***** Records for this exercise

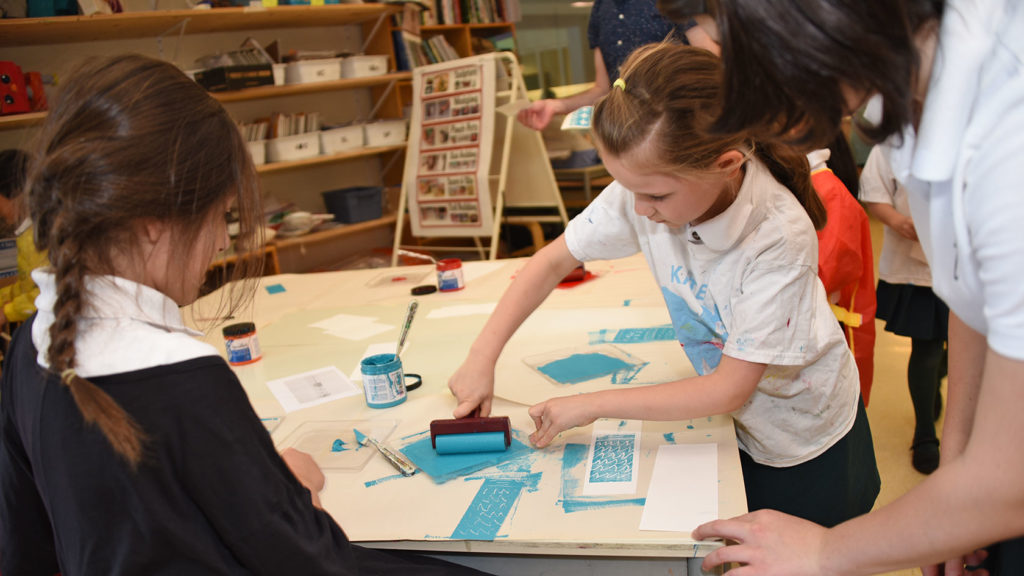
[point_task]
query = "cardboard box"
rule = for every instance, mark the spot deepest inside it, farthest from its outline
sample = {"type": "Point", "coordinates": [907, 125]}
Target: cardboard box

**********

- **Problem to solve**
Please, without any pictures, retype the records exactly as they appear.

- **Result of the task**
[point_task]
query = "cardboard box"
rule = for every instance, mark the spot deepest inside it, farthest from its outline
sample = {"type": "Point", "coordinates": [907, 125]}
Target: cardboard box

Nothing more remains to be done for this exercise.